Supplied entries:
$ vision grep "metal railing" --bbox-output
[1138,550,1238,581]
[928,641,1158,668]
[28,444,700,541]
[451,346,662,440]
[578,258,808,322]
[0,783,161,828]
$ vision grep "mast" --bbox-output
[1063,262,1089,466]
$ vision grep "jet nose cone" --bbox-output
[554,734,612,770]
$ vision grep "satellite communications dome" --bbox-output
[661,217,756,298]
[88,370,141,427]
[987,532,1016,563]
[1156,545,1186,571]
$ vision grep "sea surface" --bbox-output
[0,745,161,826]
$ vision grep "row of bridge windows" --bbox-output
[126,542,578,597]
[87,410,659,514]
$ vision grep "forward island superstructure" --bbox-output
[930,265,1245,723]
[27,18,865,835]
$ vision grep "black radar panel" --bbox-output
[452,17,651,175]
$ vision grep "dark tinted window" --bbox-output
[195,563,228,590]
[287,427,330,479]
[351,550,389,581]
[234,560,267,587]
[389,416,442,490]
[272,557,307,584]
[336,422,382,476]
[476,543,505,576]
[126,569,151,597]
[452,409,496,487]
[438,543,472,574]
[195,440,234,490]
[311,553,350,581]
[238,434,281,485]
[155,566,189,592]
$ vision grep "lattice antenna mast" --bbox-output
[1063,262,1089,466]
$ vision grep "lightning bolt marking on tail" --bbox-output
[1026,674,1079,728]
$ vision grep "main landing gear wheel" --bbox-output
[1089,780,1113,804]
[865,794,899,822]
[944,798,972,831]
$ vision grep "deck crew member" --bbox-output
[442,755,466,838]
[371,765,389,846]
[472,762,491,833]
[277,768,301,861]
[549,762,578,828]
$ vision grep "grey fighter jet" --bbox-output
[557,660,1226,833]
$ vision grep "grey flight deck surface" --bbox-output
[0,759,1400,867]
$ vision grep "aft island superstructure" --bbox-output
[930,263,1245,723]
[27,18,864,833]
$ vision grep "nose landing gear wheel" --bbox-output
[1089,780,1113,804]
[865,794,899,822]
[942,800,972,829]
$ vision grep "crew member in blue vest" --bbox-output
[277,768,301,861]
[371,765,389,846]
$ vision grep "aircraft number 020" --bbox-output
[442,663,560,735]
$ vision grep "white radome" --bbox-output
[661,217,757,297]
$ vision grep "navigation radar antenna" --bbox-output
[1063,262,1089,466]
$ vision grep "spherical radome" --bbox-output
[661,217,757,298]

Exercise description: Convert all lines of the items above into a two-column Markdown table, with Index holding each line's sequence number and Entry holding the line itself. Omit blank lines.

The result:
| Index | Entry |
|---|---|
| 1 | $ vision grep "metal railing" --bbox-output |
| 2 | [1138,550,1238,581] |
| 3 | [928,641,1158,668] |
| 4 | [28,444,700,541] |
| 5 | [451,346,662,440] |
| 6 | [578,258,808,322] |
| 7 | [0,783,161,828] |
| 8 | $ vision grep "mast" --bbox-output |
| 9 | [1063,262,1089,466] |
| 10 | $ vision grep "jet nose cone" --bbox-output |
| 11 | [554,734,612,770] |
| 12 | $ vision grep "satellite communications dome" --bbox-output |
| 13 | [661,217,756,298] |
| 14 | [88,370,141,427] |
| 15 | [987,532,1016,563] |
| 16 | [1156,545,1186,571] |
| 17 | $ vision grep "sea surface" --bbox-output |
| 18 | [0,745,161,826] |
| 19 | $ vision grep "row of bridge windows" --bbox-output |
| 20 | [126,542,578,597] |
| 21 | [87,410,659,514] |
| 22 | $ vision grep "forward island superstructure" --bbox-output |
| 23 | [930,265,1245,723] |
| 24 | [27,18,865,835] |
| 25 | $ vision grep "black radar panel" --bbox-output |
| 26 | [452,17,651,175] |
| 27 | $ vision grep "dark tinted window" --bbox-output |
| 28 | [195,563,228,590] |
| 29 | [287,427,330,479] |
| 30 | [351,550,389,581] |
| 31 | [234,560,267,587] |
| 32 | [389,416,442,490] |
| 33 | [272,557,307,584] |
| 34 | [336,422,382,476] |
| 35 | [476,543,505,576] |
| 36 | [126,569,151,597] |
| 37 | [452,409,496,487] |
| 38 | [438,543,472,574] |
| 39 | [195,440,234,490] |
| 40 | [311,553,350,581] |
| 41 | [238,434,281,485] |
| 42 | [155,566,189,592] |
| 43 | $ vision grep "lattice antenna mast" --bbox-output |
| 44 | [1063,262,1089,466] |
| 45 | $ vision grep "lightning bolt marking on tail" --bbox-output |
| 46 | [1026,674,1079,728] |
| 47 | $ vision grep "main landing gear wheel" --bbox-output |
| 48 | [1089,780,1113,804] |
| 49 | [865,794,899,822] |
| 50 | [944,798,972,831] |
| 51 | $ vision grep "deck crew member" --bbox-output |
| 52 | [442,755,466,838] |
| 53 | [371,765,389,846] |
| 54 | [472,762,491,833] |
| 55 | [277,768,301,861] |
| 56 | [549,762,578,828] |
| 57 | $ vision grep "grey fighter jet" --bbox-output |
| 58 | [557,660,1226,833] |
| 59 | $ vision grep "grey flight deck surface" --bbox-output |
| 60 | [0,759,1400,867] |
| 61 | $ vision grep "aft island superstructure" --bbox-output |
| 62 | [930,263,1245,723] |
| 63 | [27,18,864,833] |
| 64 | $ vision grep "nose landing gear wheel" --bbox-output |
| 65 | [1089,780,1113,804] |
| 66 | [865,794,899,822] |
| 67 | [942,800,972,829] |
| 68 | $ vision grep "crew member in blue vest" --bbox-output |
| 69 | [277,768,301,861] |
| 70 | [371,765,389,846] |
| 71 | $ vision grep "aircraft number 020" --bbox-output |
| 72 | [442,663,560,735] |
| 73 | $ vision grep "white radome" --bbox-output |
| 74 | [661,217,757,297] |
| 75 | $ vision grep "navigation radar antenna" --bbox-output |
| 76 | [1063,262,1089,466] |
| 77 | $ vision grep "spherical radome" --bbox-output |
| 78 | [661,217,757,298] |